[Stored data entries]
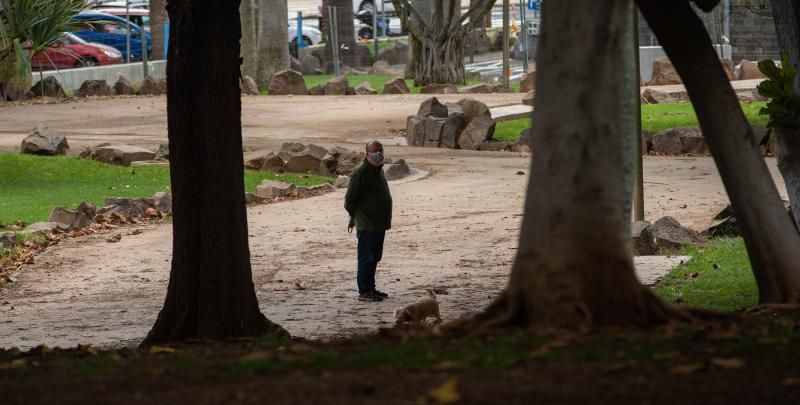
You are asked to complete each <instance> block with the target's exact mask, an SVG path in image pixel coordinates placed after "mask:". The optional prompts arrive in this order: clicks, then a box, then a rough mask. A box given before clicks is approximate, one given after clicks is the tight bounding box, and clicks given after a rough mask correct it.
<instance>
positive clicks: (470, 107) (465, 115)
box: [456, 98, 492, 123]
mask: <svg viewBox="0 0 800 405" xmlns="http://www.w3.org/2000/svg"><path fill="white" fill-rule="evenodd" d="M456 104H458V105H460V106H461V111H462V112H463V113H464V119H465V120H467V123H470V122H472V120H474V119H475V118H478V117H482V116H483V117H488V118H492V113H491V111H490V110H489V107H488V106H487V105H486V104H485V103H483V102H480V101H478V100H475V99H474V98H464V99H461V100H458V102H457V103H456Z"/></svg>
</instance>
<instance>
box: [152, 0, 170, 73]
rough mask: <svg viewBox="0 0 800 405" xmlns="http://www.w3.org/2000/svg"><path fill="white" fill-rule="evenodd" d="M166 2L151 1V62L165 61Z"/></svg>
mask: <svg viewBox="0 0 800 405" xmlns="http://www.w3.org/2000/svg"><path fill="white" fill-rule="evenodd" d="M165 4H166V3H165V0H150V41H151V46H152V51H151V52H152V54H151V55H150V59H151V60H160V59H164V23H165V22H166V20H167V9H166V8H165Z"/></svg>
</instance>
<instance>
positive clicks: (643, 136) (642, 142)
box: [642, 127, 775, 155]
mask: <svg viewBox="0 0 800 405" xmlns="http://www.w3.org/2000/svg"><path fill="white" fill-rule="evenodd" d="M766 135H767V129H766V128H763V127H753V136H754V140H755V142H756V143H758V144H759V145H760V146H759V147H760V149H761V153H762V154H774V153H775V141H774V139H773V138H770V139H768V140H767V142H766V144H763V143H762V140H764V139H765V137H766ZM642 153H643V154H651V153H652V154H657V155H709V154H710V150H709V148H708V144H706V140H705V137H704V136H703V131H702V130H701V129H700V128H697V127H678V128H670V129H665V130H663V131H659V132H656V133H655V134H650V133H647V132H643V133H642Z"/></svg>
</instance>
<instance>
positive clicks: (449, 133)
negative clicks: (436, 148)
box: [441, 112, 467, 149]
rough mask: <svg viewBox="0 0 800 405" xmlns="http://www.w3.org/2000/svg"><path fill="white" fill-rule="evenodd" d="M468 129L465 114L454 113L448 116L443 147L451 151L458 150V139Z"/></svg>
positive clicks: (443, 137) (442, 128) (450, 113)
mask: <svg viewBox="0 0 800 405" xmlns="http://www.w3.org/2000/svg"><path fill="white" fill-rule="evenodd" d="M466 127H467V120H466V119H464V114H463V113H458V112H453V113H450V114H449V115H448V116H447V121H445V123H444V127H443V128H442V136H441V139H442V142H441V146H443V147H445V148H450V149H457V148H458V138H459V137H460V136H461V132H463V131H464V128H466Z"/></svg>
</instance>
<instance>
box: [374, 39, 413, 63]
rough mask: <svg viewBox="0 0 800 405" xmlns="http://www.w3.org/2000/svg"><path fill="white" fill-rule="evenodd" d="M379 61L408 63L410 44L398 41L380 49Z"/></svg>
mask: <svg viewBox="0 0 800 405" xmlns="http://www.w3.org/2000/svg"><path fill="white" fill-rule="evenodd" d="M378 61H385V62H386V63H388V64H389V65H405V64H407V63H408V44H407V43H405V42H403V41H397V42H395V43H394V44H393V45H391V46H387V47H386V48H383V49H381V50H380V51H378Z"/></svg>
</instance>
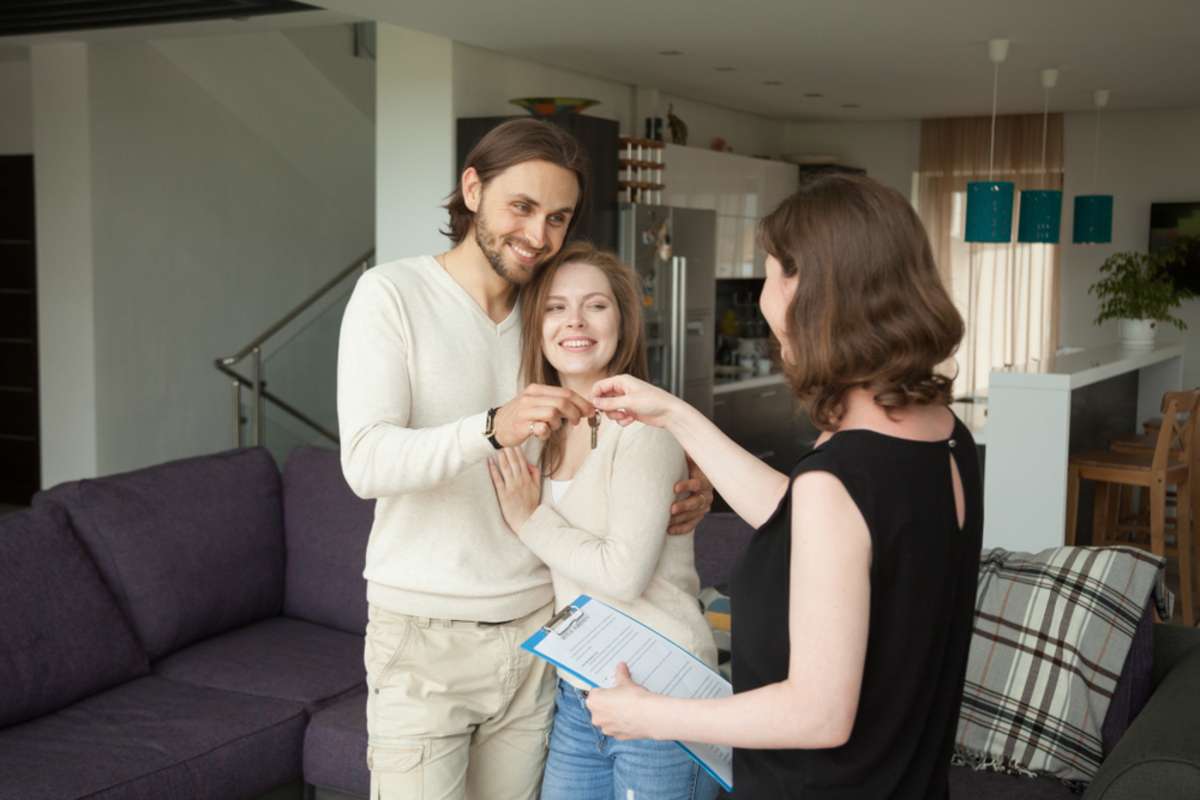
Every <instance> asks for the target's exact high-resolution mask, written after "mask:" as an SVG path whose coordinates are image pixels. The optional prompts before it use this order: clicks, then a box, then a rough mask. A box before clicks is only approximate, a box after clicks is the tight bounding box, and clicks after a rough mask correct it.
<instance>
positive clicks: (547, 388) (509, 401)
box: [493, 384, 595, 447]
mask: <svg viewBox="0 0 1200 800" xmlns="http://www.w3.org/2000/svg"><path fill="white" fill-rule="evenodd" d="M593 414H595V409H594V408H593V407H592V403H589V402H588V401H586V399H584V398H583V397H582V396H580V395H577V393H576V392H572V391H571V390H570V389H563V387H562V386H546V385H545V384H529V385H528V386H526V387H524V390H523V391H522V392H521V393H520V395H517V396H516V397H514V398H512V399H510V401H509V402H508V403H505V404H504V405H502V407H500V408H498V409H497V410H496V420H494V421H493V425H494V428H496V440H497V441H499V443H500V445H503V446H505V447H516V446H517V445H520V444H522V443H523V441H524V440H526V439H528V438H529V437H538V438H539V439H541V440H542V441H545V440H546V439H547V438H550V433H551V432H552V431H557V429H558V428H560V427H562V426H563V425H564V423H569V425H578V423H580V420H583V419H587V417H589V416H592V415H593Z"/></svg>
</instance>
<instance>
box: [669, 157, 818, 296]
mask: <svg viewBox="0 0 1200 800" xmlns="http://www.w3.org/2000/svg"><path fill="white" fill-rule="evenodd" d="M664 163H665V164H666V186H667V188H666V191H665V192H664V199H665V201H666V204H667V205H672V206H677V207H685V209H710V210H713V211H716V265H715V275H716V277H718V278H762V277H766V253H763V252H762V248H760V247H758V246H757V230H758V221H760V219H761V218H762V217H763V216H766V215H767V213H769V212H770V211H773V210H774V209H775V206H778V205H779V204H780V203H781V201H782V200H784V199H785V198H786V197H788V196H790V194H791V193H792V192H794V191H796V186H797V184H798V182H799V168H798V167H797V166H796V164H792V163H787V162H781V161H769V160H766V158H751V157H749V156H739V155H734V154H728V152H716V151H714V150H703V149H701V148H685V146H682V145H673V144H668V145H667V146H666V150H665V152H664Z"/></svg>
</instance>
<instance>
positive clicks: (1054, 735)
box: [955, 547, 1172, 786]
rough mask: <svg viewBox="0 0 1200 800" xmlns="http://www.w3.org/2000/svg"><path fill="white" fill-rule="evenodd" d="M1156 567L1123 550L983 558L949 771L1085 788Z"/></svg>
mask: <svg viewBox="0 0 1200 800" xmlns="http://www.w3.org/2000/svg"><path fill="white" fill-rule="evenodd" d="M1164 566H1165V561H1164V559H1160V558H1158V557H1156V555H1153V554H1151V553H1147V552H1145V551H1139V549H1135V548H1128V547H1109V548H1092V547H1058V548H1054V549H1048V551H1043V552H1042V553H1037V554H1028V553H1009V552H1007V551H1003V549H994V551H985V552H984V553H983V557H982V558H980V561H979V590H978V595H977V600H976V619H974V633H973V636H972V638H971V655H970V657H968V661H967V674H966V685H965V690H964V696H962V706H961V710H960V712H959V726H958V734H956V738H955V763H960V764H961V763H965V764H967V765H972V766H974V768H977V769H994V770H997V771H1004V772H1010V774H1021V775H1046V776H1052V777H1057V778H1060V780H1062V781H1064V782H1067V783H1072V784H1076V786H1078V784H1082V783H1086V782H1088V781H1091V778H1092V776H1093V775H1094V774H1096V771H1097V770H1098V769H1099V766H1100V760H1102V759H1103V753H1102V750H1100V748H1102V739H1100V726H1102V724H1103V722H1104V716H1105V714H1106V712H1108V708H1109V702H1110V700H1111V698H1112V692H1114V688H1115V687H1116V684H1117V679H1118V678H1120V675H1121V668H1122V667H1123V664H1124V661H1126V656H1127V654H1128V651H1129V643H1130V642H1132V639H1133V634H1134V630H1135V628H1136V627H1138V622H1139V620H1140V619H1141V616H1142V614H1144V612H1145V609H1146V603H1147V602H1150V601H1151V600H1153V602H1154V603H1156V604H1157V607H1158V612H1159V614H1160V615H1162V618H1163V619H1169V618H1170V614H1171V603H1172V597H1171V595H1170V593H1168V591H1166V588H1165V585H1164V583H1163V576H1164Z"/></svg>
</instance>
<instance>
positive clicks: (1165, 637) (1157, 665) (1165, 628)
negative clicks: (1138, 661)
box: [1151, 624, 1200, 686]
mask: <svg viewBox="0 0 1200 800" xmlns="http://www.w3.org/2000/svg"><path fill="white" fill-rule="evenodd" d="M1195 646H1200V628H1198V627H1184V626H1183V625H1170V624H1158V625H1156V626H1154V662H1153V663H1154V666H1153V668H1152V669H1153V672H1152V678H1151V686H1158V685H1159V684H1160V682H1163V678H1165V676H1166V674H1168V673H1170V672H1171V670H1172V669H1175V664H1177V663H1178V662H1180V660H1181V658H1183V657H1184V656H1186V655H1187V654H1188V652H1189V651H1190V650H1192V648H1195Z"/></svg>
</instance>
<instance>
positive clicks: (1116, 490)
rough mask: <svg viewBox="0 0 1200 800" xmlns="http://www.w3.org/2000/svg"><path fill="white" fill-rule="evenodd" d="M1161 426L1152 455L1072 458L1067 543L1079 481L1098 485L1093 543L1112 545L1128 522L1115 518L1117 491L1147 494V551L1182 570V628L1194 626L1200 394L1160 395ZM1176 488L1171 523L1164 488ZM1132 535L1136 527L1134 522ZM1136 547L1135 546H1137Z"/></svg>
mask: <svg viewBox="0 0 1200 800" xmlns="http://www.w3.org/2000/svg"><path fill="white" fill-rule="evenodd" d="M1164 405H1165V408H1164V410H1163V425H1162V427H1160V428H1159V432H1158V438H1157V439H1156V441H1154V447H1153V450H1152V451H1150V452H1118V451H1115V450H1098V451H1090V452H1081V453H1076V455H1074V456H1072V457H1070V462H1069V465H1068V482H1067V537H1066V540H1067V545H1074V543H1075V527H1076V523H1078V519H1079V487H1080V481H1096V482H1097V487H1096V503H1094V506H1093V515H1092V519H1093V543H1094V545H1104V543H1106V542H1109V541H1112V539H1114V537H1115V535H1116V534H1117V533H1118V530H1120V528H1121V527H1122V525H1123V524H1127V521H1122V519H1120V517H1118V511H1117V510H1118V499H1120V489H1121V487H1123V486H1132V487H1144V488H1146V489H1147V491H1148V494H1150V501H1148V506H1150V509H1148V511H1150V515H1148V525H1145V528H1146V529H1147V531H1146V533H1148V539H1150V541H1148V545H1150V551H1151V552H1152V553H1154V554H1156V555H1160V557H1164V558H1169V557H1172V555H1174V557H1175V558H1176V559H1177V565H1178V571H1180V601H1181V606H1182V615H1183V624H1184V625H1194V624H1195V608H1194V601H1193V582H1194V579H1195V573H1194V570H1195V567H1194V564H1195V542H1194V537H1193V535H1192V507H1193V492H1192V487H1190V477H1192V474H1193V473H1194V469H1193V464H1194V462H1195V456H1196V449H1195V441H1194V438H1195V429H1196V409H1198V405H1200V391H1196V390H1193V391H1187V392H1168V395H1166V396H1165V397H1164ZM1168 486H1175V487H1176V489H1177V491H1176V512H1175V519H1174V521H1169V519H1168V517H1166V487H1168ZM1172 522H1174V525H1172V528H1174V530H1172V533H1174V534H1175V542H1174V546H1170V547H1169V546H1168V543H1166V530H1168V525H1169V524H1170V523H1172ZM1128 527H1130V528H1132V529H1133V530H1134V531H1135V533H1136V529H1138V528H1139V525H1138V523H1136V522H1134V523H1133V524H1132V525H1128ZM1135 543H1136V542H1135Z"/></svg>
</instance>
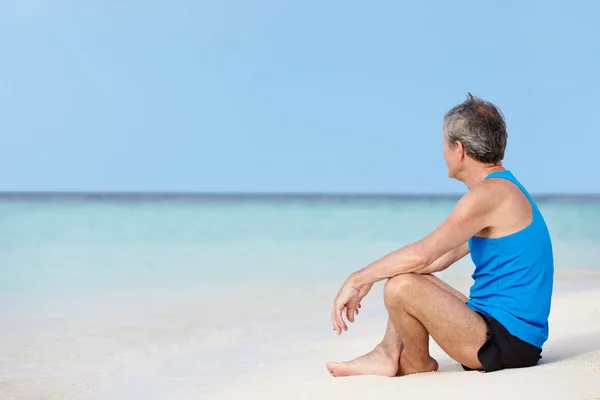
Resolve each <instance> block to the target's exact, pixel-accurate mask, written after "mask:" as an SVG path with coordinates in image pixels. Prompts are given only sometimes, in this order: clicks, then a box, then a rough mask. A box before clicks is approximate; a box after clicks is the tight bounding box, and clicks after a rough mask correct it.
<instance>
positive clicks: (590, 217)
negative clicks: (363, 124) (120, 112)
mask: <svg viewBox="0 0 600 400" xmlns="http://www.w3.org/2000/svg"><path fill="white" fill-rule="evenodd" d="M456 201H457V199H456V198H452V197H431V198H427V197H408V198H407V197H394V196H380V197H368V196H363V197H361V196H337V197H331V196H225V195H223V196H156V195H154V196H141V195H140V196H100V195H98V196H90V195H79V196H63V195H58V196H43V195H40V196H17V195H4V196H2V197H0V320H1V321H2V328H3V329H2V333H0V335H1V337H0V398H11V396H12V397H14V398H19V399H20V398H31V399H39V398H60V399H68V398H96V399H104V398H106V399H108V398H111V399H115V398H132V397H131V396H132V395H135V396H142V397H144V398H171V397H172V396H178V398H188V397H189V398H201V397H197V396H199V395H200V393H202V391H203V390H204V389H205V388H206V387H208V386H209V385H211V384H214V383H215V382H217V381H219V380H220V379H223V378H224V374H223V372H222V371H223V370H227V371H228V374H229V375H230V374H232V373H243V371H244V370H247V369H251V368H257V367H259V366H260V365H262V364H264V363H265V362H268V360H269V359H271V358H272V357H277V356H281V355H282V354H285V353H286V352H289V346H288V347H286V343H287V342H289V341H290V340H292V339H293V340H296V341H299V340H308V339H307V338H310V337H311V335H312V337H320V336H319V335H322V334H330V324H329V322H328V318H329V313H330V309H329V308H328V307H329V305H330V303H331V301H332V300H333V297H334V296H335V294H336V292H337V289H338V288H339V285H340V284H341V283H342V282H343V281H344V280H345V278H346V277H347V276H348V275H349V274H350V273H351V272H353V271H355V270H357V269H360V268H362V267H364V266H365V265H367V264H368V263H369V262H371V261H374V260H376V259H377V258H379V257H381V256H383V255H385V254H386V253H388V252H390V251H392V250H394V249H396V248H398V247H400V246H403V245H406V244H409V243H411V242H413V241H416V240H419V239H420V238H422V237H423V236H425V235H426V234H427V233H429V232H430V231H431V230H433V229H434V228H435V227H436V226H437V225H438V224H439V223H441V222H442V221H443V219H444V218H445V217H446V216H447V215H448V213H449V212H450V211H451V210H452V207H453V206H454V204H455V203H456ZM537 202H538V205H539V207H540V209H541V211H542V213H543V215H544V217H545V219H546V222H547V224H548V226H549V229H550V232H551V236H552V240H553V245H554V252H555V260H556V268H557V271H559V272H561V271H562V272H565V273H566V274H567V275H568V276H578V274H579V271H599V272H600V263H599V262H598V258H599V256H600V250H599V249H598V247H597V244H598V243H600V199H598V198H583V197H581V198H553V197H546V198H539V199H538V200H537ZM472 270H473V266H472V264H471V263H470V260H469V259H468V257H467V258H465V259H463V260H461V261H460V262H458V263H457V264H456V265H455V266H452V267H451V268H450V269H448V270H447V271H444V272H443V273H442V277H443V278H444V279H446V280H448V281H450V282H457V283H458V282H467V281H468V279H469V277H470V274H471V273H472ZM376 312H383V311H382V310H381V308H379V309H378V311H373V313H376ZM290 315H291V316H293V318H290ZM373 315H375V314H373ZM232 355H235V357H236V363H235V365H233V366H232V365H231V363H230V362H229V361H228V360H229V357H231V356H232ZM186 396H188V397H186Z"/></svg>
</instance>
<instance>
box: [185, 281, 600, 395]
mask: <svg viewBox="0 0 600 400" xmlns="http://www.w3.org/2000/svg"><path fill="white" fill-rule="evenodd" d="M563 279H565V280H563V281H562V282H561V283H560V284H558V285H557V290H556V295H555V297H554V302H553V306H552V314H551V318H550V324H551V325H550V329H551V333H550V339H549V340H548V342H547V343H546V345H545V346H544V351H543V354H542V356H543V358H542V360H541V362H540V363H539V364H538V365H537V366H535V367H532V368H525V369H514V370H503V371H498V372H493V373H481V372H466V371H463V370H462V368H461V367H460V365H459V364H457V363H456V362H455V361H453V360H452V359H450V358H449V357H448V356H447V355H445V353H444V352H443V351H442V350H441V349H440V348H439V347H438V346H437V345H436V344H435V342H432V345H431V353H432V356H433V357H435V358H436V359H437V360H438V361H439V364H440V369H439V371H437V372H433V373H424V374H417V375H412V376H406V377H397V378H384V377H376V376H360V377H346V378H332V377H331V376H329V374H328V373H327V371H326V369H325V367H324V361H325V360H334V361H338V360H346V359H348V358H353V357H355V356H358V355H361V354H363V353H365V352H367V351H369V350H370V349H371V348H372V346H373V345H374V344H376V343H377V342H378V340H379V339H380V338H381V332H382V327H383V326H385V318H384V317H383V316H378V317H372V318H369V317H367V318H365V319H364V320H360V319H359V320H358V321H357V322H356V323H355V325H352V326H350V328H349V331H348V332H346V333H344V334H343V335H342V336H341V337H334V336H335V334H333V335H332V338H331V340H322V341H314V342H304V343H296V344H290V348H294V354H293V355H289V356H288V357H287V359H286V360H284V361H279V362H276V363H272V364H269V365H263V366H260V367H259V368H258V370H257V371H256V372H254V373H250V374H247V375H245V376H243V377H241V378H239V379H232V380H231V381H229V382H228V383H227V385H226V386H223V387H219V388H215V390H212V391H210V392H208V393H206V394H205V395H204V396H202V397H201V398H206V399H280V398H285V399H307V398H310V399H330V398H338V399H347V400H351V399H364V398H372V399H398V398H405V399H406V398H408V399H412V398H432V399H434V398H461V399H507V398H512V399H598V398H600V287H599V286H598V285H597V283H596V282H592V283H589V282H588V283H587V284H586V283H585V282H581V281H580V282H575V283H573V281H569V279H568V278H565V277H563ZM373 297H375V296H373ZM367 307H368V305H367ZM365 313H367V312H365ZM190 398H192V397H190Z"/></svg>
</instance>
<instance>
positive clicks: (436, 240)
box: [349, 181, 501, 287]
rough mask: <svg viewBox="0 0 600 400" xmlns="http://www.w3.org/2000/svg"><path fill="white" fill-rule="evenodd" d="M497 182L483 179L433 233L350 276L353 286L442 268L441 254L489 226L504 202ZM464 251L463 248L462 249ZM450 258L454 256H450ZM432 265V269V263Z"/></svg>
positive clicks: (358, 286)
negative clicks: (496, 210) (409, 273)
mask: <svg viewBox="0 0 600 400" xmlns="http://www.w3.org/2000/svg"><path fill="white" fill-rule="evenodd" d="M495 187H496V184H495V183H494V182H493V181H484V182H481V183H480V184H478V185H477V186H475V187H474V188H473V189H472V190H471V191H470V192H468V193H467V194H465V195H464V196H463V197H462V198H461V199H460V201H459V202H458V203H457V204H456V206H455V207H454V209H453V210H452V212H451V213H450V215H449V216H448V218H446V220H445V221H444V222H443V223H442V224H441V225H440V226H439V227H438V228H437V229H436V230H434V231H433V232H432V233H430V234H429V235H427V236H426V237H425V238H423V239H421V240H420V241H418V242H416V243H413V244H410V245H408V246H406V247H403V248H401V249H399V250H396V251H394V252H392V253H390V254H388V255H386V256H385V257H383V258H381V259H379V260H377V261H375V262H374V263H372V264H370V265H369V266H367V267H366V268H363V269H362V270H360V271H357V272H355V273H353V274H352V276H351V277H350V279H349V280H350V282H351V284H352V286H354V287H361V286H363V285H368V284H373V283H375V282H378V281H380V280H383V279H387V278H391V277H392V276H396V275H400V274H405V273H410V272H415V273H419V274H423V273H431V272H433V269H434V268H435V267H436V264H437V267H441V266H443V265H444V264H442V261H440V263H437V260H438V259H440V257H442V256H444V255H446V254H448V253H452V252H453V251H454V250H456V252H457V253H454V255H458V254H460V253H459V251H460V250H458V249H460V248H461V246H463V245H464V244H466V243H467V241H468V240H469V239H470V238H471V237H472V236H474V235H476V234H477V233H479V232H480V231H481V230H483V229H485V228H487V227H488V226H489V219H490V218H489V216H490V214H491V213H492V212H493V211H494V210H495V209H496V207H497V206H498V205H499V204H500V202H501V196H495V195H494V192H495V190H494V189H495ZM462 250H463V251H464V248H463V249H462ZM448 257H451V255H449V256H448ZM430 265H432V268H429V266H430Z"/></svg>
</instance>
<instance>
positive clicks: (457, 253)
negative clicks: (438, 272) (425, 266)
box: [419, 242, 469, 274]
mask: <svg viewBox="0 0 600 400" xmlns="http://www.w3.org/2000/svg"><path fill="white" fill-rule="evenodd" d="M467 254H469V243H466V242H465V243H463V244H462V245H460V246H458V247H457V248H455V249H453V250H450V251H449V252H447V253H446V254H444V255H443V256H441V257H440V258H438V259H437V260H435V261H434V262H432V263H431V264H429V265H428V266H427V268H424V269H422V270H420V271H419V273H420V274H433V273H434V272H440V271H443V270H445V269H446V268H448V267H449V266H451V265H452V264H454V263H455V262H457V261H458V260H460V259H461V258H463V257H464V256H466V255H467Z"/></svg>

**WHAT YOU ARE ASKED TO DO**
Count the lines of the material above that contain the string "approximate" and give only the number.

**OUTPUT**
3